Output the line that contains "Target: white bowl of flour", then every line beneath it through the end of the records, exactly as given and with no other lines.
======== RECORDS TO PROCESS ========
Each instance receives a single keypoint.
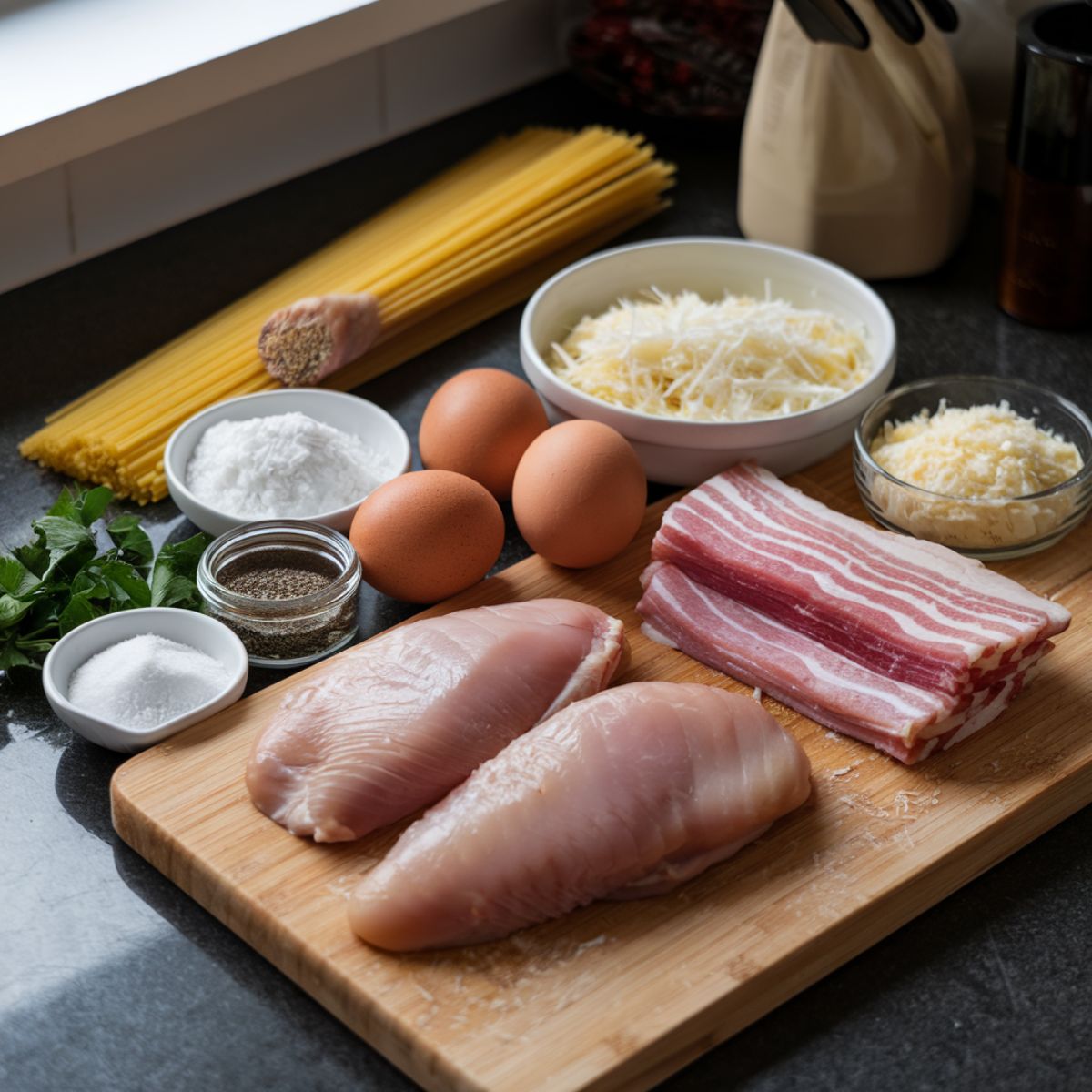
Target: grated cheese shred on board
(981, 469)
(732, 360)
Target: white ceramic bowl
(188, 627)
(683, 452)
(358, 416)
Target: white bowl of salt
(129, 680)
(299, 453)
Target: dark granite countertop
(112, 978)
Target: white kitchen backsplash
(143, 185)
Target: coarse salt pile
(146, 682)
(288, 465)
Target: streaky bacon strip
(911, 610)
(905, 721)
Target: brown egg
(479, 424)
(579, 494)
(427, 535)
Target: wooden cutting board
(620, 995)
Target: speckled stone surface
(112, 978)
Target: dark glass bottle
(1046, 265)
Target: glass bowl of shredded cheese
(704, 352)
(992, 468)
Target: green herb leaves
(59, 580)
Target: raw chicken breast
(622, 795)
(396, 723)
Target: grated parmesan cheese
(984, 451)
(736, 359)
(981, 468)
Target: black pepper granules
(288, 588)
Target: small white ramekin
(187, 627)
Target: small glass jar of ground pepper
(288, 588)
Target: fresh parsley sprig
(59, 580)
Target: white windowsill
(80, 76)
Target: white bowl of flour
(301, 454)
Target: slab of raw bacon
(905, 721)
(912, 611)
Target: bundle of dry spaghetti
========
## ANSWER TO THE PROBLEM
Target: white bowl of flour
(301, 454)
Target: slab of raw bacon
(905, 721)
(912, 611)
Target: bundle of dry spaghetti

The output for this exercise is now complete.